Exercise aim: From the first line to the last, print the listing exactly.
++++ Exercise input ++++
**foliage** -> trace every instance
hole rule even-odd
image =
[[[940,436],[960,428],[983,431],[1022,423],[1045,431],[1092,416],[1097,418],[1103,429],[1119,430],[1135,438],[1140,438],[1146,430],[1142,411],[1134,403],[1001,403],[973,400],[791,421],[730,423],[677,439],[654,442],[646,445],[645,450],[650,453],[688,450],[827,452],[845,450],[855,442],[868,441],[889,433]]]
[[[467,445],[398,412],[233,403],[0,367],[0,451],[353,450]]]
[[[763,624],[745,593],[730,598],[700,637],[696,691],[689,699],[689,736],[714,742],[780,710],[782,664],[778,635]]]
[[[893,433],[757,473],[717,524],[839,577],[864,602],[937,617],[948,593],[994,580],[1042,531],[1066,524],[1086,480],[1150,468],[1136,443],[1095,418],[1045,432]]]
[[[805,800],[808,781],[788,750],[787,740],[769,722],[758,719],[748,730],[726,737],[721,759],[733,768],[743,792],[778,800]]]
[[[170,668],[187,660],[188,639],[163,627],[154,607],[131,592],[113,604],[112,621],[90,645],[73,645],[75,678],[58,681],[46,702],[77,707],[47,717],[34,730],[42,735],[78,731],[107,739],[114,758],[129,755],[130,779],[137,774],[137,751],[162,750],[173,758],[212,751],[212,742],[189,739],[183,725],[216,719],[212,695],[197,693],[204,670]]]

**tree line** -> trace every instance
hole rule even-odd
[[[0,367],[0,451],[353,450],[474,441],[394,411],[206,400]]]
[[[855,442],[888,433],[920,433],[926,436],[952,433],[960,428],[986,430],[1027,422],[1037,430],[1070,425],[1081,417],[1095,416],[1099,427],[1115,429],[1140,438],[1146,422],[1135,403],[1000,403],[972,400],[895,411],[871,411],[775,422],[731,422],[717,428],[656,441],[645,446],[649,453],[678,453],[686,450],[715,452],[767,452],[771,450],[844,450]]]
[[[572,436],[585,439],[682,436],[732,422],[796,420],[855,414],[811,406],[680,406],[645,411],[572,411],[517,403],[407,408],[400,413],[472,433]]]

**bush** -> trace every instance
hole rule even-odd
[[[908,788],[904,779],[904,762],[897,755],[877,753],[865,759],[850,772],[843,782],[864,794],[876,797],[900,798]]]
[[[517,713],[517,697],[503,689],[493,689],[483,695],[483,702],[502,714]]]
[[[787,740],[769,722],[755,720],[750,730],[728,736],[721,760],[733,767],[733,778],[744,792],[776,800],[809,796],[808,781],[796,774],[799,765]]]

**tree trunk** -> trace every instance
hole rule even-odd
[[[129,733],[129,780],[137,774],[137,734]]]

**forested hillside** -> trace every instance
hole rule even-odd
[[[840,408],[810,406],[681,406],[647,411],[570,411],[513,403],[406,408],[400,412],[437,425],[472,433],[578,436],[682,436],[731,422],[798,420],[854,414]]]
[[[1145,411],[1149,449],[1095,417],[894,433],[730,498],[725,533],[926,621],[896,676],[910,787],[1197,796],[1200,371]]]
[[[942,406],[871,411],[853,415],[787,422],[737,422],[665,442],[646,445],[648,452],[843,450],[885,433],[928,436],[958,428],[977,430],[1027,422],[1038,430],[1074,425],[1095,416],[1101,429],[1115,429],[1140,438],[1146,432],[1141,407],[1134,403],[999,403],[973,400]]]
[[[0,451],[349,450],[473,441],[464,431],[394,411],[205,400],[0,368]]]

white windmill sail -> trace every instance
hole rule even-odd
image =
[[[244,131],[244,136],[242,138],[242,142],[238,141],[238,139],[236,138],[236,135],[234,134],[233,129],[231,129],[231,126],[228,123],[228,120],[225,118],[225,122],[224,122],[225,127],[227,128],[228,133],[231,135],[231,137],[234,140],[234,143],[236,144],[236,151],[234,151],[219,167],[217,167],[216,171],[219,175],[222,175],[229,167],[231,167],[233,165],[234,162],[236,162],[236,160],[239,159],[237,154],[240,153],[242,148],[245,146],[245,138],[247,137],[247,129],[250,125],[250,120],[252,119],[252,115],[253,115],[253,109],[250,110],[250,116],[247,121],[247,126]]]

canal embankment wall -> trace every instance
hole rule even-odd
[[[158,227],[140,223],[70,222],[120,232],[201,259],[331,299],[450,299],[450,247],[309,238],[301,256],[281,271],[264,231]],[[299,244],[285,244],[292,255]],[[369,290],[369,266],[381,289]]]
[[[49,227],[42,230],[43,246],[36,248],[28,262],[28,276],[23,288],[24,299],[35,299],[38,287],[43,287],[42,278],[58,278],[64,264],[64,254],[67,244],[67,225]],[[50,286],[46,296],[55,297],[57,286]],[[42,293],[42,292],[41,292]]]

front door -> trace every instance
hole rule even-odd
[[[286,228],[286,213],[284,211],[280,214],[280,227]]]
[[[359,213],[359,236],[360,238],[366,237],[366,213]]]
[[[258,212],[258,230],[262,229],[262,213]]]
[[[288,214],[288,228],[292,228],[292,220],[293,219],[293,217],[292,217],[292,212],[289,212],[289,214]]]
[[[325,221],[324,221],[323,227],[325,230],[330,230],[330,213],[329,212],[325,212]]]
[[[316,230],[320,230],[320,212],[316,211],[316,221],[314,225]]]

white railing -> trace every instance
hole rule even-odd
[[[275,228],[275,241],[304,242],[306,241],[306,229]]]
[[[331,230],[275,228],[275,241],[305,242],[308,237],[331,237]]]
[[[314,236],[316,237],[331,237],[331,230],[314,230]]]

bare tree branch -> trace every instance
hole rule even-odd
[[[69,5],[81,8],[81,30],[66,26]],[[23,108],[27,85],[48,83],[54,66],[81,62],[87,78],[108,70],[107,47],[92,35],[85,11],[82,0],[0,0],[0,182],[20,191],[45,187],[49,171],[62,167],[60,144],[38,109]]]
++++
Solution:
**foliage** -> trace every instance
hole rule even-odd
image =
[[[940,436],[960,428],[983,431],[1022,423],[1045,431],[1092,416],[1097,418],[1103,429],[1119,430],[1135,438],[1140,438],[1146,430],[1142,411],[1134,403],[1001,403],[973,400],[791,421],[730,423],[677,439],[654,442],[646,445],[645,450],[650,453],[688,450],[827,452],[845,450],[855,442],[868,441],[889,433]]]
[[[467,445],[398,412],[233,403],[0,367],[0,451],[353,450]]]
[[[763,624],[745,593],[730,598],[700,637],[696,691],[689,699],[689,736],[714,742],[780,710],[782,664],[778,635]]]
[[[893,433],[757,473],[717,524],[839,577],[864,602],[937,617],[948,593],[994,580],[1042,531],[1066,524],[1086,480],[1150,468],[1136,443],[1095,418],[1045,432]]]
[[[805,800],[808,781],[788,750],[787,740],[769,722],[758,719],[748,730],[726,737],[721,759],[733,768],[743,792],[778,800]]]
[[[170,668],[187,660],[188,639],[163,627],[154,607],[131,592],[113,604],[112,621],[90,645],[73,645],[75,678],[58,681],[46,702],[77,707],[47,717],[34,730],[42,735],[78,731],[107,739],[114,758],[129,755],[130,779],[137,774],[137,751],[162,750],[173,758],[212,751],[212,742],[189,739],[183,725],[216,719],[212,695],[197,693],[204,670]]]

**tree line** -> trace every instance
hole rule even-odd
[[[0,367],[0,451],[353,450],[474,441],[394,411],[206,400]]]
[[[855,442],[888,433],[920,433],[926,436],[952,433],[960,428],[986,430],[1027,422],[1037,430],[1070,425],[1081,417],[1095,416],[1099,427],[1115,429],[1140,438],[1146,422],[1135,403],[1000,403],[972,400],[895,411],[871,411],[775,422],[731,422],[717,428],[656,441],[645,446],[649,453],[678,453],[686,450],[715,452],[767,452],[771,450],[844,450]]]
[[[572,436],[585,439],[682,436],[732,422],[796,420],[855,414],[811,406],[680,406],[645,411],[572,411],[517,403],[407,408],[400,413],[472,433]]]

**bush** -> trace every instance
hole rule even-odd
[[[908,788],[904,779],[904,762],[897,755],[877,753],[865,759],[850,772],[843,782],[864,794],[876,797],[900,798]]]
[[[517,713],[517,697],[503,689],[493,689],[483,695],[483,702],[502,714]]]
[[[787,740],[769,722],[755,720],[750,730],[728,736],[721,760],[733,767],[733,778],[744,792],[776,800],[809,796],[808,781],[796,774],[799,765]]]

**tree trunk** -> trace every instance
hole rule even-odd
[[[129,733],[129,780],[137,774],[137,734]]]

**forested hillside** -> trace every instance
hole rule even-odd
[[[840,408],[810,406],[681,406],[647,411],[570,411],[513,403],[406,408],[400,412],[437,425],[472,433],[578,436],[682,436],[731,422],[798,420],[854,414]]]
[[[1145,411],[1149,449],[1095,417],[894,433],[730,498],[725,533],[926,621],[896,676],[910,787],[1197,796],[1200,371]]]
[[[942,406],[871,411],[853,415],[787,422],[737,422],[665,442],[646,445],[648,452],[843,450],[885,433],[928,436],[958,428],[977,430],[1027,422],[1038,430],[1074,425],[1095,416],[1101,429],[1115,429],[1140,438],[1146,432],[1141,407],[1134,403],[999,403],[973,400]]]
[[[0,451],[349,450],[473,441],[464,431],[394,411],[205,400],[0,368]]]

white windmill sail -> trace every instance
hole rule even-odd
image =
[[[244,131],[244,136],[242,138],[242,142],[238,141],[238,139],[236,138],[236,135],[234,134],[233,129],[231,129],[231,126],[228,123],[228,120],[225,118],[225,122],[224,122],[225,127],[227,128],[228,133],[231,135],[231,137],[234,140],[234,143],[236,144],[236,151],[234,151],[219,167],[217,167],[216,171],[219,175],[222,175],[229,167],[231,167],[233,165],[234,162],[236,162],[236,160],[239,159],[237,154],[240,153],[242,148],[245,146],[245,138],[247,137],[247,129],[250,125],[250,120],[252,119],[252,115],[253,115],[253,109],[250,110],[250,116],[247,121],[247,126]]]

canal embankment wall -> trace every instance
hole rule even-odd
[[[158,227],[140,223],[70,222],[120,232],[201,259],[331,299],[450,299],[450,247],[309,238],[301,256],[281,271],[264,231]],[[299,244],[285,244],[292,255]],[[369,290],[369,266],[381,289]]]
[[[49,227],[42,230],[43,246],[36,248],[28,262],[28,276],[23,288],[24,299],[35,299],[38,287],[43,287],[42,278],[58,278],[64,264],[64,254],[67,244],[67,225]],[[50,286],[46,296],[55,297],[57,286]],[[42,293],[42,292],[41,292]]]

front door -> trace every instance
hole rule even-odd
[[[286,228],[286,213],[284,211],[280,214],[280,227]]]
[[[359,213],[359,236],[360,238],[366,237],[366,213]]]
[[[258,212],[258,230],[262,229],[262,213]]]
[[[288,214],[288,228],[292,228],[292,220],[293,219],[293,217],[292,217],[292,212],[289,212],[289,214]]]
[[[325,221],[324,221],[323,227],[325,230],[330,230],[330,213],[329,212],[325,212]]]
[[[316,230],[320,230],[320,212],[316,211],[316,221],[314,225]]]

white railing -> trace every instance
hole rule even-odd
[[[275,228],[275,241],[304,242],[306,241],[306,229]]]
[[[331,230],[275,228],[275,241],[305,242],[308,237],[331,237]]]
[[[314,236],[316,237],[331,237],[331,230],[314,230]]]

bare tree branch -> trace every instance
hole rule even-odd
[[[69,5],[81,8],[81,30],[66,26]],[[23,108],[27,85],[48,83],[54,66],[81,62],[87,78],[108,70],[107,47],[92,35],[85,11],[82,0],[0,0],[0,182],[20,191],[45,187],[49,171],[62,167],[60,144],[38,109]]]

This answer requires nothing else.